▸ **Extract**:
◆ ◆ ◆ ◆

Acer, of all people -- a company that makes okay low-end computers -- bought a start-up company to sell a product aimed at pet owners, Pawbo. Basically, it's a nanny-cam type of device that let's you stay in touch with your pets. Not just watch them to see they're okay, and talk to them, but several attachments let you set up toys and play with them, as well as feed them. One attachment can be set to deliver food treats at certain times. Others will let you control a laser beam that your cat will likely try to catch, or will attach sort of antenna-like wires that you can spin around for your animal to play with. (Again, probably a cat. Dogs tend not to run around swatting at these things.) Or will pop-up a mouse toy -- okay, obviously this is for a cat, too, I finally caught on to the theme... that your pet will try to grab.
Acer's Xpolva is a sort of nice adaptation of an activity video camera. It seems made mostly for bicycle riders. It can shoot video as you ride, as well as check your heart rate, and also check the speed of your bike, and your pedal cadence.
The Miele press conference was -- well, I'm not completely sure. It was one of those in German, and it took me a while to track down a radio transceiver that they fortunately had for translations. Almost more fun than what was being said was watching the guy just slightly off to the side doing the translations. (I felt like shouting out, "Pay no attention to to man behind the curtain...") He actually was a bit hard to understand. The sound quality was weak, his English wasn't great -- an odd choice, especially given that he had a script and was just reading along, rather than really doing any translating), and the main speaker was very loud..
Okay, so you know how I just told you that they really love things like irons. I wasn't kidding. They go off into the ozone for these things. Space age devices -- yes, for an iron. This is a new iron from Bosch, and I put my pen next to it so that you can get an idea of the size of this sucker. This is one REALLY BIG iron. IAnd high-fangled and dazzling. An iron! I know there are people who dearly love ironing, but this might be a two-person job. So, find a friend and make it a group activity.
By the way, the Bosch press conference was in German, as well, and had those little radio receivers for translations; But there's were worlds better. Very clear, with crisp audio, and there was no conflict between hearing it and the main speaker. Of course there was a good reason for that -- the transceiver and headphones were made by Sennheiser.
There was a very funny moment at the Panasonic press conference. As the event began, and went on for a while, it was a bit pretentious. To be clear, most press conference that take place in ballroom-like places are pretentious, but Panasonic was one that stood out. In fairness, they were taking on a more substantive theme, having to do with their Connected Cities, using technology to literally create a few "test cities with partners to see how different types of technology can interact with one another and overcome societal problems. But still, they handled it in such an overbearing way that you felt you were at a meeting of the local government Council of Social Progress Symposium that was attempting to address society's ills and cure them. Rather than trying to find a new market to sell technology. Profit is perfectly fine, and solving social problems is great, too. But the president of the company was going on and on in this holy-minded way about how Panasonic technology was going to solve the woes of the world. And they well may. Except then, the microphone went out.

◆ ◆ ◆ ◆

▸ **Recorded information**:
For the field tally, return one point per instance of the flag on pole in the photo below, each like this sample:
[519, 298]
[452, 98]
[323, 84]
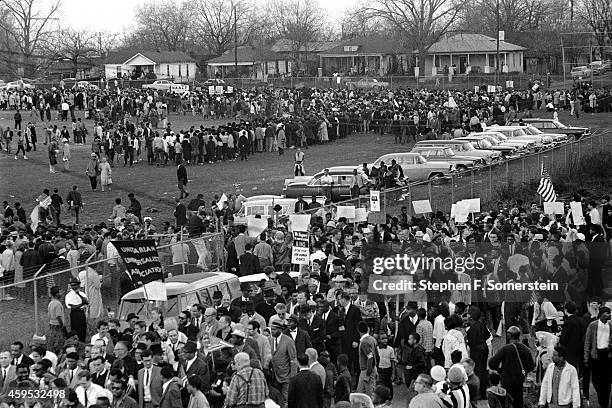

◆ ◆ ◆ ◆

▸ **Tasks to carry out**:
a) Echo the trade-show notes between "Okay, so you" and "made by Sennheiser.", inclusive.
b) According to the trade-show notes, what can Acer's Xpolva do?
The listing is separate from the trade-show notes.

▸ **Written answers**:
a)
Okay, so you know how I just told you that they really love things like irons. I wasn't kidding. They go off into the ozone for these things. Space age devices -- yes, for an iron. This is a new iron from Bosch, and I put my pen next to it so that you can get an idea of the size of this sucker. This is one REALLY BIG iron. IAnd high-fangled and dazzling. An iron! I know there are people who dearly love ironing, but this might be a two-person job. So, find a friend and make it a group activity.
By the way, the Bosch press conference was in German, as well, and had those little radio receivers for translations; But there's were worlds better. Very clear, with crisp audio, and there was no conflict between hearing it and the main speaker. Of course there was a good reason for that -- the transceiver and headphones were made by Sennheiser.

b)
- Shoot video as you ride
- Check your heart rate
- Check the speed of your bike
- Check your pedal cadence